### 実施する課題:
A – ロシア思想の系譜をめぐる文章によると、高野雅之氏は『ロシア思想史』の中で、チャアダーエフらの文学者や思想家の系譜を何と呼んだか。
B – ロシア思想の系譜をめぐる文章を、最後の文の後から書き継げ。

### 抜粋本文:

----

一方ロシアはこれまで世界文化の建設に関与してこなかったが、まさにその後発性の
ゆえに、本源的な自然により近い状態にあり、今もなお野蛮で荒々しい生命力に満ち
ている ――
この物語は、
『哲学書簡』でロシアを「空虚」
「無」と断じ、
『狂人の弁明』において
他ならぬその「無」のなかにロシアの希望を見いだしたチャアダーエフをはじめとし
て、オドエフスキイ、チュッチェフ、ドストエフスキイなど、高野雅之氏が『ロシア
思想史』
(早稲田大学出版部)において「ロシア・メシアニズムの系譜」と呼んだ文学
者や思想家によって脈々と受け継がれてきた。さらにロシア革命にスチヒーヤの氾濫
を見たブロークやベールイ、ロシア文化におけるアジアの血脈を重視したトゥルベツ
コイらユーラシア主義者たちを、この系譜に付け加えることができるだろう。生の流
動性を強調し、遠近法のなかに「ユークリッド=カント的図式」による生の拘束を見
いだしたフロレンスキイの論考『遠近法』もまた、おそらくこの物語と無縁ではない。

----

### データ行:
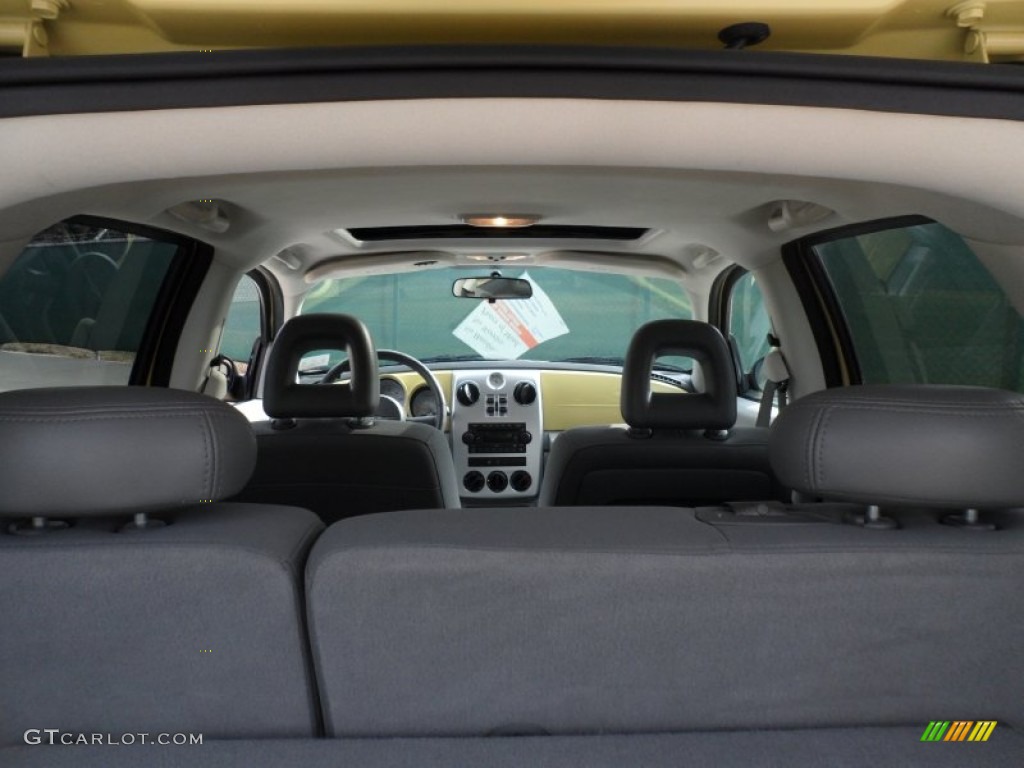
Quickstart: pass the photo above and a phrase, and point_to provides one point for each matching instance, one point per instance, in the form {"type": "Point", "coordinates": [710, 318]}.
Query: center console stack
{"type": "Point", "coordinates": [497, 434]}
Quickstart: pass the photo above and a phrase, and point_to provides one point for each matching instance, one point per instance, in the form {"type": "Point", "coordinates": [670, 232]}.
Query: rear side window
{"type": "Point", "coordinates": [75, 305]}
{"type": "Point", "coordinates": [922, 307]}
{"type": "Point", "coordinates": [244, 323]}
{"type": "Point", "coordinates": [749, 322]}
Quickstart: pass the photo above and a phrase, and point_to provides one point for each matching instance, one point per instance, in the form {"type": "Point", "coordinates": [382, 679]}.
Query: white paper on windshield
{"type": "Point", "coordinates": [506, 330]}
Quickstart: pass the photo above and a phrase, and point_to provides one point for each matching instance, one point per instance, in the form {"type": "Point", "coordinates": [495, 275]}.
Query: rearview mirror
{"type": "Point", "coordinates": [492, 288]}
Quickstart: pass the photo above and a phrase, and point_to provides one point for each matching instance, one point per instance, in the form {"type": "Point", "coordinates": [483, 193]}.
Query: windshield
{"type": "Point", "coordinates": [572, 316]}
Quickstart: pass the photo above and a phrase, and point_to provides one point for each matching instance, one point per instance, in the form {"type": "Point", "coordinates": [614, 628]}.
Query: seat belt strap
{"type": "Point", "coordinates": [777, 381]}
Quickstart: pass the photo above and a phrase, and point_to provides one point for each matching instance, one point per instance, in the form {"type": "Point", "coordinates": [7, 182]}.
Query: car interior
{"type": "Point", "coordinates": [510, 407]}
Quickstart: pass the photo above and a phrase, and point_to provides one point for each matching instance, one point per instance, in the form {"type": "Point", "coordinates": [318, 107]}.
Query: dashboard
{"type": "Point", "coordinates": [499, 419]}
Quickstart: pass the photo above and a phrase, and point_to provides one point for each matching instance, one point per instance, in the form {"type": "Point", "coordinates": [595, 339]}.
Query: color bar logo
{"type": "Point", "coordinates": [958, 730]}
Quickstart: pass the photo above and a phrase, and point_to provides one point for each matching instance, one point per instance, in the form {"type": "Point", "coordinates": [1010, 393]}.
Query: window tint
{"type": "Point", "coordinates": [243, 325]}
{"type": "Point", "coordinates": [921, 307]}
{"type": "Point", "coordinates": [75, 304]}
{"type": "Point", "coordinates": [749, 322]}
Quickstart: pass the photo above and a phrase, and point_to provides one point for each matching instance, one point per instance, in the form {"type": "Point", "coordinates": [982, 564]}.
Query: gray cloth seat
{"type": "Point", "coordinates": [567, 621]}
{"type": "Point", "coordinates": [193, 623]}
{"type": "Point", "coordinates": [677, 449]}
{"type": "Point", "coordinates": [323, 452]}
{"type": "Point", "coordinates": [837, 748]}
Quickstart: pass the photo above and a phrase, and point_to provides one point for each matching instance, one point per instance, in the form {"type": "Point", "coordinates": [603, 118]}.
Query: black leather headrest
{"type": "Point", "coordinates": [715, 409]}
{"type": "Point", "coordinates": [943, 446]}
{"type": "Point", "coordinates": [80, 452]}
{"type": "Point", "coordinates": [283, 398]}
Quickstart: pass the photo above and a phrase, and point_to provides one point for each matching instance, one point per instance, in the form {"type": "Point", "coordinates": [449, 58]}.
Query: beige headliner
{"type": "Point", "coordinates": [698, 174]}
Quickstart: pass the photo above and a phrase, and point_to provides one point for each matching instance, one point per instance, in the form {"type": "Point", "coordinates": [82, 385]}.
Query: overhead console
{"type": "Point", "coordinates": [497, 433]}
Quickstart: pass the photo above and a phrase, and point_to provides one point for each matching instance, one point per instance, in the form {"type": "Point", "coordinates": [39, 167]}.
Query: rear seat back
{"type": "Point", "coordinates": [585, 620]}
{"type": "Point", "coordinates": [193, 626]}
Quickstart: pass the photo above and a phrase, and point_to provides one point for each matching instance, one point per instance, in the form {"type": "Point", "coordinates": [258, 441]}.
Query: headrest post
{"type": "Point", "coordinates": [873, 519]}
{"type": "Point", "coordinates": [36, 525]}
{"type": "Point", "coordinates": [969, 519]}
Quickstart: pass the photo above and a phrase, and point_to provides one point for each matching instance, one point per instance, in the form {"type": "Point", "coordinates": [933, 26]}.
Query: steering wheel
{"type": "Point", "coordinates": [435, 420]}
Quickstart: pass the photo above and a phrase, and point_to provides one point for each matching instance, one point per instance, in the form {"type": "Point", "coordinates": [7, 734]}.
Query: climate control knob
{"type": "Point", "coordinates": [524, 393]}
{"type": "Point", "coordinates": [468, 393]}
{"type": "Point", "coordinates": [498, 481]}
{"type": "Point", "coordinates": [473, 481]}
{"type": "Point", "coordinates": [521, 480]}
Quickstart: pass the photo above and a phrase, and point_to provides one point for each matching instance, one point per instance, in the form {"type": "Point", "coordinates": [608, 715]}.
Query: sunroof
{"type": "Point", "coordinates": [464, 231]}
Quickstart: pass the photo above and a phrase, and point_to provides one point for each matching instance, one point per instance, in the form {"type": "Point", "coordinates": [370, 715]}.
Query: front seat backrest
{"type": "Point", "coordinates": [132, 600]}
{"type": "Point", "coordinates": [678, 449]}
{"type": "Point", "coordinates": [323, 451]}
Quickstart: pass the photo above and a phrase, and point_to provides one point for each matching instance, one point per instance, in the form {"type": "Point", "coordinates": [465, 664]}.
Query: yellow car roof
{"type": "Point", "coordinates": [976, 30]}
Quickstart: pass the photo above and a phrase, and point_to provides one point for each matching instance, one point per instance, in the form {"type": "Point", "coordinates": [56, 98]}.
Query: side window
{"type": "Point", "coordinates": [244, 324]}
{"type": "Point", "coordinates": [922, 307]}
{"type": "Point", "coordinates": [749, 322]}
{"type": "Point", "coordinates": [75, 305]}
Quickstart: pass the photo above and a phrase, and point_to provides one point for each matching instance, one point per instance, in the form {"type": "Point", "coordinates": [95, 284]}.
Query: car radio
{"type": "Point", "coordinates": [496, 430]}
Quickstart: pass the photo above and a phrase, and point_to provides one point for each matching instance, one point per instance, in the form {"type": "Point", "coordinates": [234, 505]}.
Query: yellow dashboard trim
{"type": "Point", "coordinates": [569, 398]}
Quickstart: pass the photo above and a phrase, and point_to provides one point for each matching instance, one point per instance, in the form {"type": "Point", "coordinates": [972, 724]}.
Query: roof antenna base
{"type": "Point", "coordinates": [744, 35]}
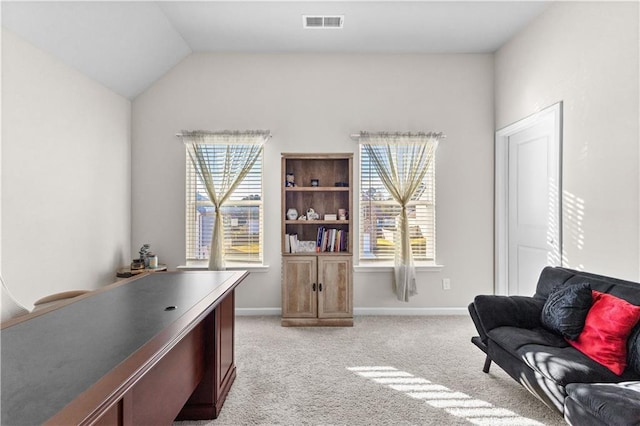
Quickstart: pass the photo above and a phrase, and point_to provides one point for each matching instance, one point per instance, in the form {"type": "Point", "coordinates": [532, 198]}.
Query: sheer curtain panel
{"type": "Point", "coordinates": [401, 161]}
{"type": "Point", "coordinates": [221, 171]}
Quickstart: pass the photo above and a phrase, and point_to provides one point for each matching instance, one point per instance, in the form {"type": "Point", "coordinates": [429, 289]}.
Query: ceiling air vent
{"type": "Point", "coordinates": [324, 22]}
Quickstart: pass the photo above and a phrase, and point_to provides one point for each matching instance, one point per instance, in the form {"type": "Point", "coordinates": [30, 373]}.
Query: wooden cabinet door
{"type": "Point", "coordinates": [335, 291]}
{"type": "Point", "coordinates": [299, 289]}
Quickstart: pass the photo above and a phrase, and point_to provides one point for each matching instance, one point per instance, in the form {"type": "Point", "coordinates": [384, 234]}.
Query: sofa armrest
{"type": "Point", "coordinates": [496, 311]}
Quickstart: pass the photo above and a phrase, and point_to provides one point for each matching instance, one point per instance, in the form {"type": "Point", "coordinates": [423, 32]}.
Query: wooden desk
{"type": "Point", "coordinates": [116, 356]}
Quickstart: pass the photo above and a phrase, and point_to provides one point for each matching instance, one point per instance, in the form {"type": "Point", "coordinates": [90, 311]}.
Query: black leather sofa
{"type": "Point", "coordinates": [512, 335]}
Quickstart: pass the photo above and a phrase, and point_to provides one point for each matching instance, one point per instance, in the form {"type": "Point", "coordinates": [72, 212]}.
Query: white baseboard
{"type": "Point", "coordinates": [253, 312]}
{"type": "Point", "coordinates": [365, 311]}
{"type": "Point", "coordinates": [410, 311]}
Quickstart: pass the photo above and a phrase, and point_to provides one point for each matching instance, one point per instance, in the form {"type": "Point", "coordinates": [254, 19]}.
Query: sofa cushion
{"type": "Point", "coordinates": [606, 330]}
{"type": "Point", "coordinates": [552, 357]}
{"type": "Point", "coordinates": [566, 309]}
{"type": "Point", "coordinates": [633, 349]}
{"type": "Point", "coordinates": [610, 404]}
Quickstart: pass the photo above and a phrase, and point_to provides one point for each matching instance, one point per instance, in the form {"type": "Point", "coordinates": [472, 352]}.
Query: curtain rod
{"type": "Point", "coordinates": [225, 133]}
{"type": "Point", "coordinates": [440, 135]}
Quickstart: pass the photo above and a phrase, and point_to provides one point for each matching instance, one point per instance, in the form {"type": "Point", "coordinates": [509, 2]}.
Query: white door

----

### 演習の結果:
A – 「ロシア・メシアニズムの系譜」と呼んだ。

B –
「無標のロシア」の物語は、ソ連体制崩壊後のロシアにおいて、幾度目かの隆盛期
を迎えているように見える。この小論の対象であるパーヴェル・ヴァシリエヴィチ・
クルサノフ(Павел Василиевич Крусанов)は、そうした潮流のなかで登場した作家であ
る。
2
クルサノフは、2000 年に刊行された『天使に噛まれて«Укус Ангела» 』によって、
一躍、時の人となった。1999 年度の「十月」賞、2001 年度の「ABC 賞」を受賞し、
「ロ
スコン 2001」にもノミネートされたこの長編は、初版の発行部数が 5.000 部にすぎな
いからベストセラーとはいえないだろうが、あるジャーナリストが「学校の文学教師
たちもみな読んでいて、控えめな書店の店員達までもが夢中になって誉めちぎってい
る」(В.Ларионов, С.Соболов: «Меня привлекают эстетика империи...», ПИТЕРbook, 2001,
№7.)と書いているように、かなり大きな反響を呼んだようだ。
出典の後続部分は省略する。